• [Problem statement]:
Copy out, from the entries below, each line that holds the string "goose".

• [Data to process]:
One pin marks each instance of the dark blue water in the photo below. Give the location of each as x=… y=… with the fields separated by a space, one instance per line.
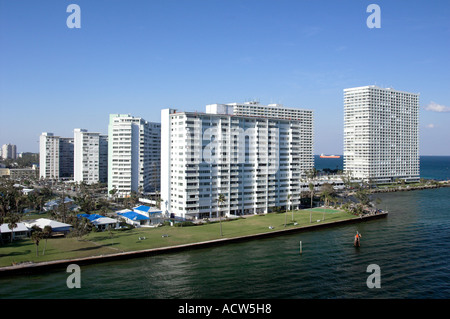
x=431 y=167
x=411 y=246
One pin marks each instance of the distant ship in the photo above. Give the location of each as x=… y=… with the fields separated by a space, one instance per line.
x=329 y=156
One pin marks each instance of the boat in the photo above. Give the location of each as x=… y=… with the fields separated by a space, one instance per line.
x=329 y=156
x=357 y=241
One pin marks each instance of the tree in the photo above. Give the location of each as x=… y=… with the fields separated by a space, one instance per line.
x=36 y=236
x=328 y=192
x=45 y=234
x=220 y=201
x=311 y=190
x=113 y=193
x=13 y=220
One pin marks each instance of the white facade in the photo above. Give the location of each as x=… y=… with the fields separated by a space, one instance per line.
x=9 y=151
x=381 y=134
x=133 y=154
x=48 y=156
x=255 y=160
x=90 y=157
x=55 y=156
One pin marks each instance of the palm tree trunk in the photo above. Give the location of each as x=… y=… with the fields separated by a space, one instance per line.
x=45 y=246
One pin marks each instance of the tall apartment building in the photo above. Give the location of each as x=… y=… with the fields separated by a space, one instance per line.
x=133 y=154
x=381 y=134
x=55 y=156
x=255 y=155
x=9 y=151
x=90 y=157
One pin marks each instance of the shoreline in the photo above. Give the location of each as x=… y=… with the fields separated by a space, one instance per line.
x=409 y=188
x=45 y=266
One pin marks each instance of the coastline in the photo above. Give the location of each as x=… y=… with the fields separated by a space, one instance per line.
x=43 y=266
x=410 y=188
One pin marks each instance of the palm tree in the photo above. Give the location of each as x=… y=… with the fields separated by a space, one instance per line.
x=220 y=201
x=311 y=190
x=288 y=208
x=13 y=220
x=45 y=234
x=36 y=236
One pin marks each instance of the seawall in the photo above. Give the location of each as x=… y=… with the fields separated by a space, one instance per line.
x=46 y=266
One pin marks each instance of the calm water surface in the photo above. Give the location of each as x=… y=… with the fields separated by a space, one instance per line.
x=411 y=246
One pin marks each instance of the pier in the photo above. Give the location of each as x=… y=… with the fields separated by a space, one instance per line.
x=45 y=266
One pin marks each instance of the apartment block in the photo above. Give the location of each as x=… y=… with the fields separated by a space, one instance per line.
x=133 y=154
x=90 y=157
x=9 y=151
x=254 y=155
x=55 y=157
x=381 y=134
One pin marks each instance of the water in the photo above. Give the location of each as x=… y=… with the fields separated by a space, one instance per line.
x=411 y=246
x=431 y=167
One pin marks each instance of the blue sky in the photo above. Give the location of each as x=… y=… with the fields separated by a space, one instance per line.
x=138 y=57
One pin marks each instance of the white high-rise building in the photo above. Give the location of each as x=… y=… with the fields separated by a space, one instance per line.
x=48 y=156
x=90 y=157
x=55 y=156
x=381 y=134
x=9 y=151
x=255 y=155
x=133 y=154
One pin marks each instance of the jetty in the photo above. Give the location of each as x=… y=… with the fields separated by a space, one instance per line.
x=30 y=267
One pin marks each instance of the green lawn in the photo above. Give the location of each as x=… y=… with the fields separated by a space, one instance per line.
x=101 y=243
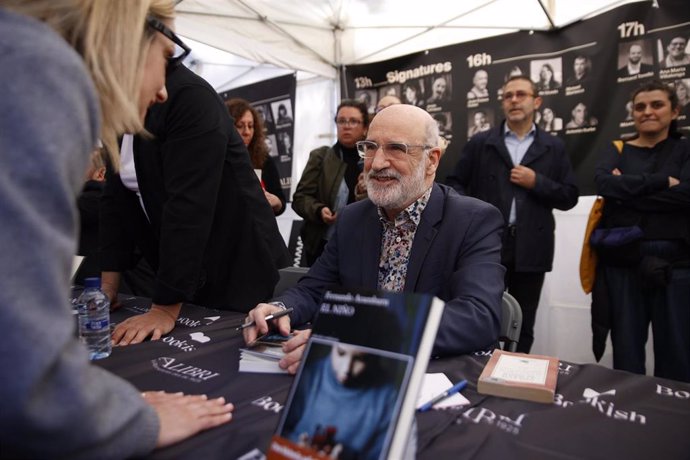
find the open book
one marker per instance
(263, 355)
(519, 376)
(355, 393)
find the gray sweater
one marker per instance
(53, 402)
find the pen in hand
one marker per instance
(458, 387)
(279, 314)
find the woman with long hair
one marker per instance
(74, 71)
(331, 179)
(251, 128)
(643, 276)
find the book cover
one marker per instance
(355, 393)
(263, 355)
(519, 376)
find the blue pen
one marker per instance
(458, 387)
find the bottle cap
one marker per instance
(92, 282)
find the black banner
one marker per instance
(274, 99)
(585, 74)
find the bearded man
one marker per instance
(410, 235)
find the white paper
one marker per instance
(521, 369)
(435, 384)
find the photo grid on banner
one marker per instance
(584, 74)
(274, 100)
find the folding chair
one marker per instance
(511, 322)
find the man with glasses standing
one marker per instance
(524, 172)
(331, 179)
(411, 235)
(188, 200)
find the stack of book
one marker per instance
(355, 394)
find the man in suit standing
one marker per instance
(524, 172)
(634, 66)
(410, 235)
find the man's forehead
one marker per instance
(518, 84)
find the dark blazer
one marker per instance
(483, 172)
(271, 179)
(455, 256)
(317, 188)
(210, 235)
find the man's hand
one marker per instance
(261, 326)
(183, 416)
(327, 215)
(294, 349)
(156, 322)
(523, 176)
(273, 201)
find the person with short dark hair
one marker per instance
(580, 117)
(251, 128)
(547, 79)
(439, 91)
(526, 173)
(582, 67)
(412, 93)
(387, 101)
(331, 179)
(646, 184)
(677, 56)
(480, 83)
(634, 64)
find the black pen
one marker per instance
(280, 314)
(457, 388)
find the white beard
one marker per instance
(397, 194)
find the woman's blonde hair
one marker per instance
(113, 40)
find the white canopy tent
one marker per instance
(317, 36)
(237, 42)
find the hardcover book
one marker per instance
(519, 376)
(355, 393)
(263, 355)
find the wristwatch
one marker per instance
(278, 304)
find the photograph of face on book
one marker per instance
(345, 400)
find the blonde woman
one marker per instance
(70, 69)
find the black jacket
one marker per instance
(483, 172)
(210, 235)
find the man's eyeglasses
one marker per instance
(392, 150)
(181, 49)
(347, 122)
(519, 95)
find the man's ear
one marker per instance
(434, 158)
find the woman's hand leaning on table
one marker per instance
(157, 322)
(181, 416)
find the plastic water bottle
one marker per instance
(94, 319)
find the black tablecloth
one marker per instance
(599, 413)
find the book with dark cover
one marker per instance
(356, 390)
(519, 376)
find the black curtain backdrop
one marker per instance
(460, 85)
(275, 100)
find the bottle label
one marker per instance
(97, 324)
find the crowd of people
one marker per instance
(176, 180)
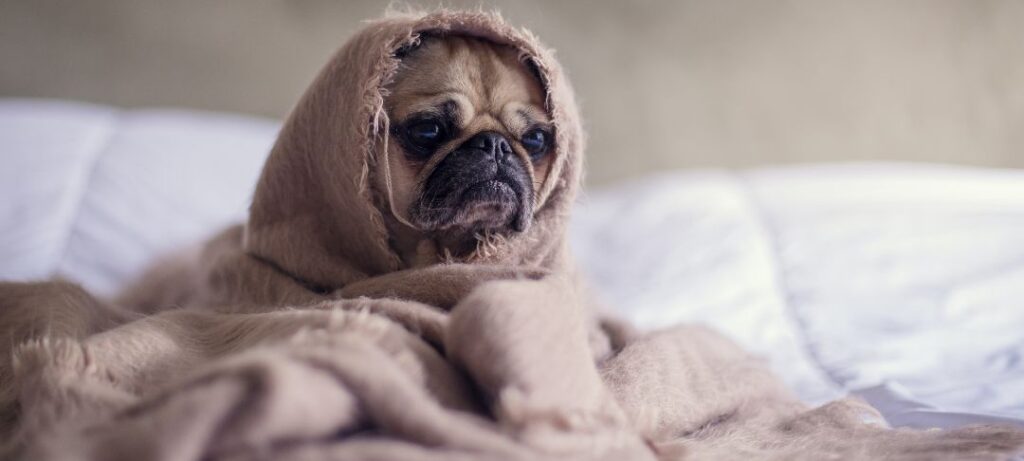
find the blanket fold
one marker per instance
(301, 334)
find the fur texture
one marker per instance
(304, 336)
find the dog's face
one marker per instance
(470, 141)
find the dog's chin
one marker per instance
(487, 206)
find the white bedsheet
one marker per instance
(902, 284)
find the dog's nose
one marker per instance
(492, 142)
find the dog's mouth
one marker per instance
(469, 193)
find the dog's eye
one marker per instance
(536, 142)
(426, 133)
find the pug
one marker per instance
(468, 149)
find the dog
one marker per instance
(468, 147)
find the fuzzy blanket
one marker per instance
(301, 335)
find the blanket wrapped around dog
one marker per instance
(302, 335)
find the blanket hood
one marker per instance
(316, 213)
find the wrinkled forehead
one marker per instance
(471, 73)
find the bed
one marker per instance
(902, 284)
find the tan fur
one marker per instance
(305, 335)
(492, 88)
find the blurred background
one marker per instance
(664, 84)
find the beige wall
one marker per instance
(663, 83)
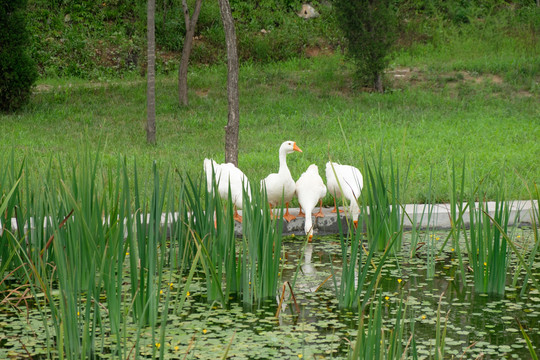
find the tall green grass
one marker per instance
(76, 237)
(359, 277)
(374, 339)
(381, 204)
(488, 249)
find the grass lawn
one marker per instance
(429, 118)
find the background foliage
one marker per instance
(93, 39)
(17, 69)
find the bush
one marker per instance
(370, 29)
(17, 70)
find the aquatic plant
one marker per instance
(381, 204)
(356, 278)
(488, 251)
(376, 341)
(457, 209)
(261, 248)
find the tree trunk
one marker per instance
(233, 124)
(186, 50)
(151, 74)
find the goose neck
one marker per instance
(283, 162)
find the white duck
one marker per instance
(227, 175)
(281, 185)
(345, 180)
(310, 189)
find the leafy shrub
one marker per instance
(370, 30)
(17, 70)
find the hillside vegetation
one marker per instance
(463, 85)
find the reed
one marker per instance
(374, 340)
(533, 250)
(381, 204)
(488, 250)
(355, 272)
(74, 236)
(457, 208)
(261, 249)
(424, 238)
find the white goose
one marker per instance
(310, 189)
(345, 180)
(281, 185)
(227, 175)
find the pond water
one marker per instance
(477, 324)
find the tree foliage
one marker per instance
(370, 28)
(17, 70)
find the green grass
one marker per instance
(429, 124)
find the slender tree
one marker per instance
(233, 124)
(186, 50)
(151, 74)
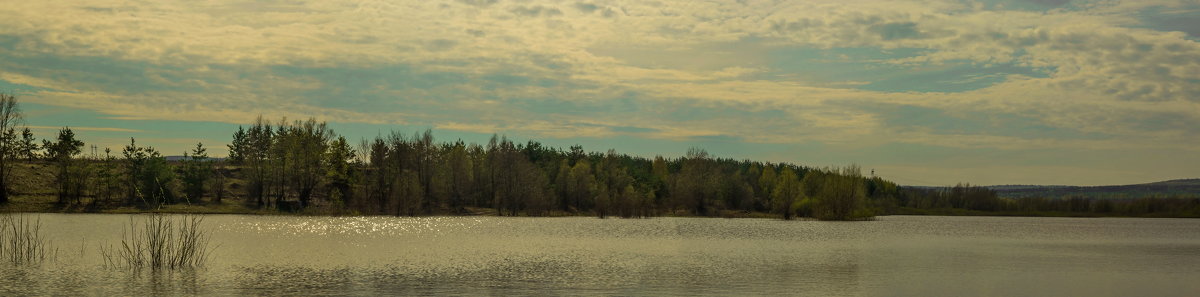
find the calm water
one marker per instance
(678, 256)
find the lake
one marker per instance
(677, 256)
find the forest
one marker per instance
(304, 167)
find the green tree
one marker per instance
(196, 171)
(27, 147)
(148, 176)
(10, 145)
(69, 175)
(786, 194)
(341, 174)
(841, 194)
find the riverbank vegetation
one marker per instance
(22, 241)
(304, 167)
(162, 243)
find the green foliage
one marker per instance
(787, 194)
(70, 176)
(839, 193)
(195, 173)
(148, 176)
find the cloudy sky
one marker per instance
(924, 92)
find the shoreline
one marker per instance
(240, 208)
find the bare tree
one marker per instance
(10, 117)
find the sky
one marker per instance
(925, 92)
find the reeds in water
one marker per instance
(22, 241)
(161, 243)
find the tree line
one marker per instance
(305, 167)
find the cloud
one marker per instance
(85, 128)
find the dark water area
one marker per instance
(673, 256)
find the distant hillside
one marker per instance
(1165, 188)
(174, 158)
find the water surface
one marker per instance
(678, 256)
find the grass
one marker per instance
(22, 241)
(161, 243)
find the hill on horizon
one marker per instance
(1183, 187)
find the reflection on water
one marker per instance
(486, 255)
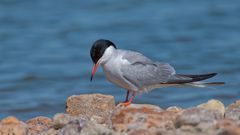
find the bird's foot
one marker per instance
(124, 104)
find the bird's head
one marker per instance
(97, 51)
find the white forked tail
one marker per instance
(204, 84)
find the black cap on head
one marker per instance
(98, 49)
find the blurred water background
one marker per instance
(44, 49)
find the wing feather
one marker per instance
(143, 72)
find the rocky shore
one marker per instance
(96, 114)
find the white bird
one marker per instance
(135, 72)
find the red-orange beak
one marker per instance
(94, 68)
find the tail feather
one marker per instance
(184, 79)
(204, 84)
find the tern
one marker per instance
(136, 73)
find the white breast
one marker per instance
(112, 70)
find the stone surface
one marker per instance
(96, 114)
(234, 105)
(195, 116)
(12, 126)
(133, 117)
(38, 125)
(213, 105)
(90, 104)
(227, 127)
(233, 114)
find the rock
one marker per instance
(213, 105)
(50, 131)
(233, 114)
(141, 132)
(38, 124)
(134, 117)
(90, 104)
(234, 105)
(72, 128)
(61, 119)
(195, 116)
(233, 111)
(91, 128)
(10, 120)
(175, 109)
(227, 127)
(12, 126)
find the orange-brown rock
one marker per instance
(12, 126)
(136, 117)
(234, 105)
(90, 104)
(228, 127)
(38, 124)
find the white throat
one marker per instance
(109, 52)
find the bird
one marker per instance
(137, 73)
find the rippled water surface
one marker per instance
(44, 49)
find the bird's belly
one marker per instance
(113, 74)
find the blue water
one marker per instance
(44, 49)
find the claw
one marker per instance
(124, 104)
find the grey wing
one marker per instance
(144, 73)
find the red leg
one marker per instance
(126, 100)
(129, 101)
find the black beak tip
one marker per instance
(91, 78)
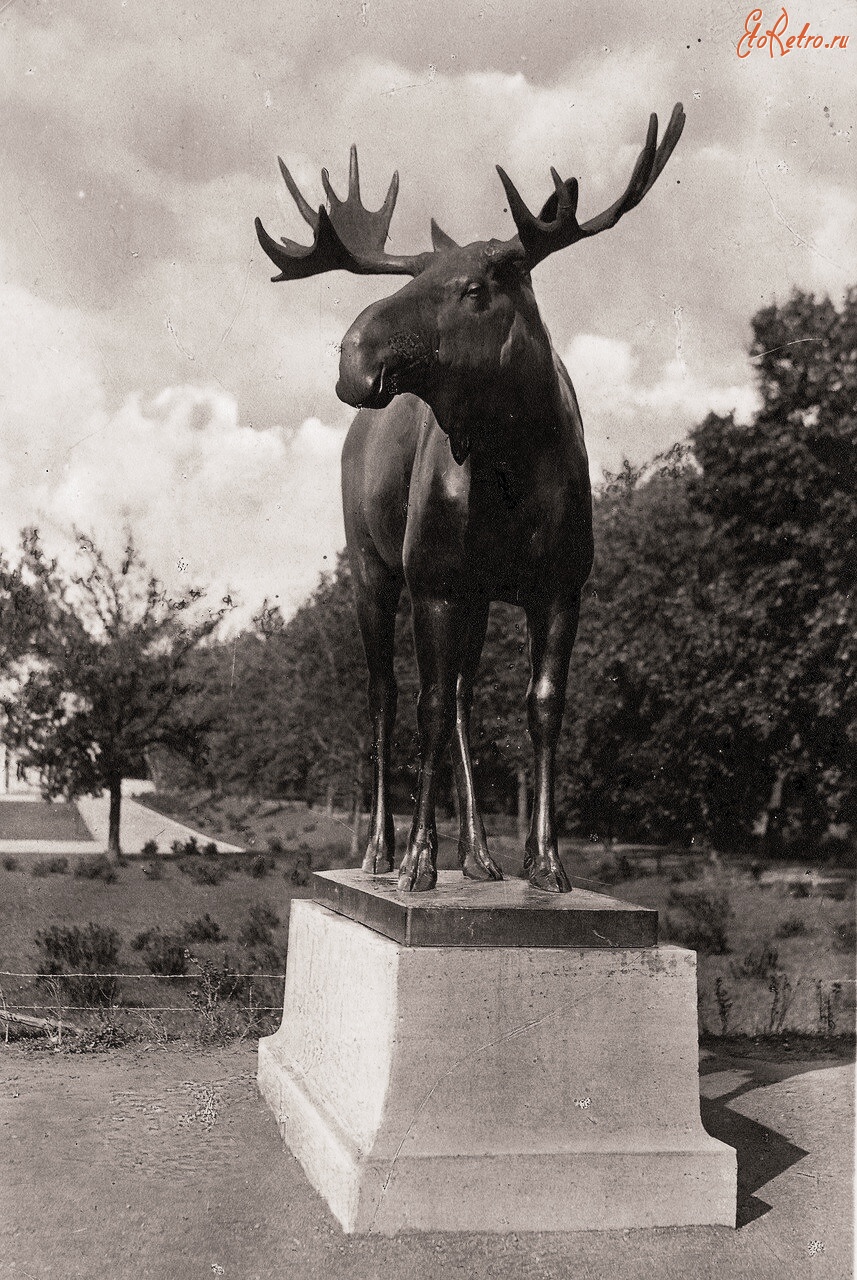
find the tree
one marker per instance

• [Finished task]:
find the goose neck
find the white goose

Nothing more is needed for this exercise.